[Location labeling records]
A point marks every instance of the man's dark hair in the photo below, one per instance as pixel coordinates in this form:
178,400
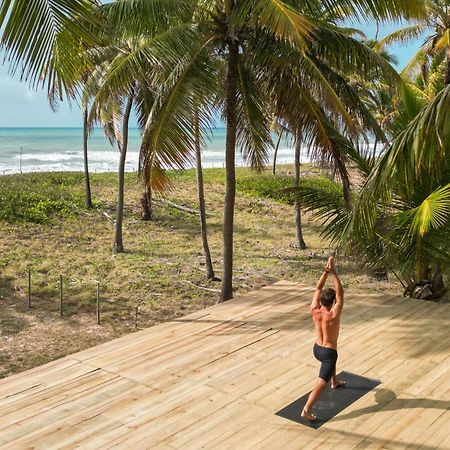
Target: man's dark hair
327,297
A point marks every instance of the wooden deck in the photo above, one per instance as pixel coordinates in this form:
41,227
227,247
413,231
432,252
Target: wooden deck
215,379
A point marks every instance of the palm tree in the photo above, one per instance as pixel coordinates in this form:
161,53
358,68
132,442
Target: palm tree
229,33
434,29
123,146
30,32
401,219
210,275
298,212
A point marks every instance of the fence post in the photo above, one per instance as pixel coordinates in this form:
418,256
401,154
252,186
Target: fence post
60,295
98,302
29,288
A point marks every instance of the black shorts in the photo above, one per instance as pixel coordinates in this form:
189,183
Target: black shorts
328,357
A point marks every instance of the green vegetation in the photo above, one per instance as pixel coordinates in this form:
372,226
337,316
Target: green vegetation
36,198
162,271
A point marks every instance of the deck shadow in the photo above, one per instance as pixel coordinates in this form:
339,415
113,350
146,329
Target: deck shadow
332,401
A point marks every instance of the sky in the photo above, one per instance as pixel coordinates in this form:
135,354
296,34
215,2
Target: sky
23,107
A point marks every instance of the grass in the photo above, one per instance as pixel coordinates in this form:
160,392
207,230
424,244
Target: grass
162,270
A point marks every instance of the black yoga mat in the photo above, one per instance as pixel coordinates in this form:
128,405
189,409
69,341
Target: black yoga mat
332,401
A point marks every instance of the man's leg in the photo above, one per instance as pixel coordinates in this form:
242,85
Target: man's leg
335,383
313,397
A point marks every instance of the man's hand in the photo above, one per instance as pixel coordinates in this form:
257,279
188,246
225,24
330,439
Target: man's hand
330,265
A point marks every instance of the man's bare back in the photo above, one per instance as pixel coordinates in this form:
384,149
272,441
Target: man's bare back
326,309
327,325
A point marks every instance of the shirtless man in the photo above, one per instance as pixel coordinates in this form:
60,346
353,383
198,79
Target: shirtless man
326,309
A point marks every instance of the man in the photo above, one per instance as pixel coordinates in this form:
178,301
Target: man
326,309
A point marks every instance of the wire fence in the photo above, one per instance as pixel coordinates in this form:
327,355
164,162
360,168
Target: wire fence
60,301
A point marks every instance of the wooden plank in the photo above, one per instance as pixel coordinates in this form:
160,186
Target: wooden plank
215,379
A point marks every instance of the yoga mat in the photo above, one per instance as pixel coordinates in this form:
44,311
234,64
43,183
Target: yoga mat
332,401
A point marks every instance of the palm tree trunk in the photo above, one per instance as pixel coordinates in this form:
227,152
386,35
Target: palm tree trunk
374,153
230,190
298,212
146,204
85,155
118,242
447,67
201,200
276,152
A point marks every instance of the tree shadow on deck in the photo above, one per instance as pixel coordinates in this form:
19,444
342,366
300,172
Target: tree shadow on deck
405,322
387,400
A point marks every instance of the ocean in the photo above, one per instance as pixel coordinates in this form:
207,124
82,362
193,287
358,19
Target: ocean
61,149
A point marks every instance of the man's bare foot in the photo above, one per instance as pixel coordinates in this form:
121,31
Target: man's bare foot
307,415
338,384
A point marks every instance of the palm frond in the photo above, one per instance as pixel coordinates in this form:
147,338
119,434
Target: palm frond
253,131
274,16
433,212
168,134
402,36
30,31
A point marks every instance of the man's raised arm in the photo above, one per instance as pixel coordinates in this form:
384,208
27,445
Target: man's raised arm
315,304
338,288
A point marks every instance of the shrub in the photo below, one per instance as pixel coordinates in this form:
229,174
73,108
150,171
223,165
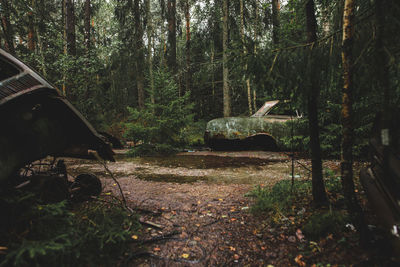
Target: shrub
38,234
164,121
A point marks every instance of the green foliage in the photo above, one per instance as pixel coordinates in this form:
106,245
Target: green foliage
38,234
321,224
280,197
163,122
283,196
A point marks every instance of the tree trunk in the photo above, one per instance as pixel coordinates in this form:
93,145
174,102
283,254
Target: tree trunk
171,48
225,70
163,47
188,77
346,164
6,26
87,20
139,54
70,27
318,186
275,21
31,29
149,49
244,53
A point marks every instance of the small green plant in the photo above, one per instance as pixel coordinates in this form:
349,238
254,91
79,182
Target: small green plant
280,197
164,121
321,224
39,234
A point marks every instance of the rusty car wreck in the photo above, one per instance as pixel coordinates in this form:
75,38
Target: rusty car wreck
260,131
381,179
38,121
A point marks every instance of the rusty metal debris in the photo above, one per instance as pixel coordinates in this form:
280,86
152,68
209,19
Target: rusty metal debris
37,121
260,131
381,179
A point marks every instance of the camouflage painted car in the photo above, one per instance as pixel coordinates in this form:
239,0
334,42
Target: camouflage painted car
263,130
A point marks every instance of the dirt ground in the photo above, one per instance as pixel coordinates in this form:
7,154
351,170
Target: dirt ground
197,213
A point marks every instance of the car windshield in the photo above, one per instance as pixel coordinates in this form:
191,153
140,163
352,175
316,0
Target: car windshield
283,108
7,70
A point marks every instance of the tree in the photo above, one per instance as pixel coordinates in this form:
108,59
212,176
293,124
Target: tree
70,27
6,26
87,19
244,55
149,49
346,163
188,77
225,71
275,21
31,28
171,48
139,53
318,186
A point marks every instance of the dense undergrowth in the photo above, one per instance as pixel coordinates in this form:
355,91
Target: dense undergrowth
286,200
34,233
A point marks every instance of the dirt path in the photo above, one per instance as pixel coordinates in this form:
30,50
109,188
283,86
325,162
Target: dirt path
200,199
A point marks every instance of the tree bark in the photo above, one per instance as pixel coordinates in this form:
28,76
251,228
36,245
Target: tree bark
6,26
139,54
244,53
70,27
149,49
188,78
225,70
275,21
346,164
87,27
318,186
171,48
31,29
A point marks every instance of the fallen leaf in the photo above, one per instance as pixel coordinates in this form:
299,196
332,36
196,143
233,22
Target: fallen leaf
299,261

▶ _Aim_
Rewrite the data above as a JSON list of strings, one string for each line and no strings for blank lines. Leave the pictures out of the answer.

▶ _Complete response_
[
  "A point marks every instance of the man's dark hair in the photo below, one per instance as pixel coordinates in this form:",
  "178,400",
  "Target: man's dark hair",
  "327,297",
  "A point marks every instance of the wooden deck in the photo above, one per instance as pixel coordinates in this form:",
  "41,227",
  "227,247",
  "413,231",
  "432,252",
  "Target: wooden deck",
  "215,379",
  "A point marks every instance of the palm tree in the photo above, one per instance as pixel coordinates in this form:",
  "161,53",
  "358,68",
  "132,442",
  "Target: palm tree",
  "229,33",
  "434,29",
  "123,146",
  "30,32",
  "401,219",
  "210,275",
  "298,212",
  "A point marks every instance of the fence post in the photo above, one per instance as pixel coordinates in this form:",
  "418,256",
  "401,154",
  "252,186",
  "Target: fence post",
  "60,295",
  "98,302",
  "29,288",
  "A point marks every instance of the black shorts in the photo above, one per instance as pixel coordinates in this form:",
  "189,183",
  "Target: black shorts",
  "328,357",
  "A point marks every instance of the green vegetation in the photo above, one per instance as pixel coordinates in this form:",
  "372,226",
  "337,316",
  "Target: green vegetation",
  "36,198",
  "162,271",
  "A point marks every instance of the deck shadow in the photo above, one per instance as pixel coordinates in this form:",
  "339,415",
  "113,350",
  "146,329",
  "Target: deck shadow",
  "332,401",
  "A point marks every instance of the sky in the photo above, one per instance as pixel coordinates in this form:",
  "135,354",
  "296,34",
  "215,2",
  "Target: sky",
  "23,107",
  "A point marks every instance of the grass in the photo above, one per instance as pixel coordinates in this form:",
  "160,392",
  "207,230",
  "424,244",
  "Target: grass",
  "162,270",
  "A point marks every instance of the black yoga mat in the photo above, one per instance as pixel coordinates in this form:",
  "128,405",
  "189,409",
  "69,341",
  "Target: black yoga mat",
  "332,401",
  "A point marks every instance of the man's leg in the photo above, one per instance as pixel coordinates in this form:",
  "242,85",
  "Target: man's leg",
  "335,383",
  "313,397",
  "A point marks every instance of the man's hand in the photo above, one per instance as pixel coordinates in this form:",
  "257,279",
  "188,246",
  "225,24",
  "330,439",
  "Target: man's hand",
  "330,265",
  "A point marks every instance of the man's bare back in the photo above, one per instance as pixel coordinates in this form:",
  "384,149",
  "272,441",
  "Target: man's bare back",
  "326,309",
  "327,325",
  "A point marks every instance of the shirtless man in the photo above, one per instance as pixel coordinates in this form:",
  "60,346",
  "353,383",
  "198,79",
  "Target: shirtless man",
  "326,309",
  "A point marks every instance of the man in the photo above, one per instance as pixel coordinates in this form:",
  "178,301",
  "Target: man",
  "326,309",
  "A point marks every instance of the wire fence in the photo above, one per instance as pixel coordinates in this form:",
  "327,355",
  "164,162",
  "360,168",
  "Target: wire fence",
  "60,301",
  "A point marks every instance of the wooden plank in the photo above, one per instance as pixel coordinates in this form:",
  "160,186",
  "Target: wooden plank",
  "215,379",
  "A point marks every instance of the yoga mat in the photo above, one per instance as pixel coordinates in this form:",
  "44,311",
  "234,64",
  "43,183",
  "Target: yoga mat",
  "332,401",
  "A point marks every instance of the palm tree trunk in the photo above, one per instance as pixel coordinates in this form:",
  "227,152",
  "386,35",
  "Target: palm tree trunk",
  "374,153",
  "230,190",
  "298,212",
  "146,204",
  "85,155",
  "118,242",
  "447,67",
  "201,200",
  "276,152",
  "A point marks every instance of the tree shadow on deck in the photo above, one per instance as pixel coordinates in this form:",
  "19,444",
  "342,366",
  "300,172",
  "Target: tree shadow on deck",
  "405,322",
  "387,400",
  "A point marks every instance of the ocean in the photo above, one per instance as pixel coordinates in this form:",
  "207,124",
  "82,362",
  "193,287",
  "358,19",
  "Target: ocean",
  "61,149",
  "A point marks every instance of the man's bare foot in the photo above, one per instance as pixel coordinates in this form:",
  "121,31",
  "Target: man's bare foot",
  "307,415",
  "338,384",
  "A point marks every instance of the palm frond in the photo above, one per instance as pixel coordinates in this form:",
  "147,338",
  "119,434",
  "Target: palm frond",
  "253,131",
  "274,16",
  "433,212",
  "168,134",
  "402,36",
  "30,31",
  "A point marks every instance of the man's raised arm in the photo above, one per instance as pixel coordinates in this form:",
  "384,208",
  "27,445",
  "Target: man's raised arm",
  "315,304",
  "338,288",
  "A point marks every instance of the shrub in the photo below, one per instance as pixel coordinates in this form:",
  "229,174",
  "73,108",
  "150,171",
  "223,165",
  "Target: shrub",
  "38,234",
  "164,121",
  "A point marks every instance of the green foliage in the photo above, one per instance as pixel coordinates in this form:",
  "106,245",
  "Target: green foliage",
  "38,234",
  "321,224",
  "280,197",
  "163,122",
  "283,196",
  "A point marks every instance of the tree trunk in the photo above, one per instance as pixel coordinates in this form:",
  "93,145",
  "174,102",
  "283,254",
  "Target: tree trunk",
  "171,48",
  "225,70",
  "163,47",
  "188,77",
  "346,164",
  "6,26",
  "87,20",
  "139,54",
  "70,27",
  "318,186",
  "275,21",
  "31,29",
  "149,49",
  "244,53",
  "A point marks every instance of the small green plant in the photo above, one per instance as pixel coordinates in this form:",
  "349,238",
  "254,91",
  "79,182",
  "Target: small green plant",
  "280,197",
  "164,121",
  "321,224",
  "39,234",
  "A point marks every instance of the rusty car wreck in the photo above, one per instance as pixel coordinates in this form:",
  "75,38",
  "Target: rusty car wreck",
  "260,131",
  "381,179",
  "38,121",
  "A point marks every instance of the rusty metal debris in the photo above, one per instance as pixel coordinates in this form:",
  "280,86",
  "152,68",
  "209,19",
  "Target: rusty metal debris",
  "37,121",
  "260,131",
  "381,179",
  "A point marks every instance of the camouflage painted car in the photo above, one per instance as pixel coordinates in this form:",
  "239,0",
  "334,42",
  "Target: camouflage painted car",
  "263,130",
  "A point marks every instance of the dirt ground in the photo above, one per instance as pixel coordinates in this form:",
  "7,154",
  "351,170",
  "Target: dirt ground",
  "197,213",
  "A point marks every instance of the car windshield in the photo above, one per instance as pixel coordinates in this form:",
  "191,153",
  "140,163",
  "352,175",
  "316,0",
  "Target: car windshield",
  "283,108",
  "7,70",
  "A point marks every instance of the tree in the photo above, one per instance as pixel coordinates in this form:",
  "108,59",
  "212,176",
  "293,124",
  "Target: tree",
  "70,27",
  "6,26",
  "87,19",
  "244,55",
  "149,49",
  "346,163",
  "188,77",
  "225,71",
  "275,21",
  "31,28",
  "171,48",
  "139,53",
  "318,186",
  "A point marks every instance of the dense undergrowth in the photo above, one per instance as pixel coordinates in this form:",
  "355,91",
  "Target: dense undergrowth",
  "286,200",
  "34,233",
  "A point marks every instance of the dirt path in the photo above, one per instance as pixel coordinates in this form:",
  "30,50",
  "109,188",
  "283,86",
  "325,162",
  "Target: dirt path",
  "200,199",
  "A point marks every instance of the tree bark in the photo above, one per instance as pixel coordinates in this form:",
  "28,76",
  "251,228",
  "36,245",
  "Target: tree bark",
  "6,26",
  "139,54",
  "244,53",
  "70,27",
  "149,49",
  "188,78",
  "225,70",
  "275,21",
  "346,164",
  "87,27",
  "318,186",
  "171,48",
  "31,29",
  "A point marks every instance of the fallen leaf in the photo above, one per instance as pixel coordinates in this form:",
  "299,196",
  "332,36",
  "196,143",
  "233,22",
  "Target: fallen leaf",
  "299,261"
]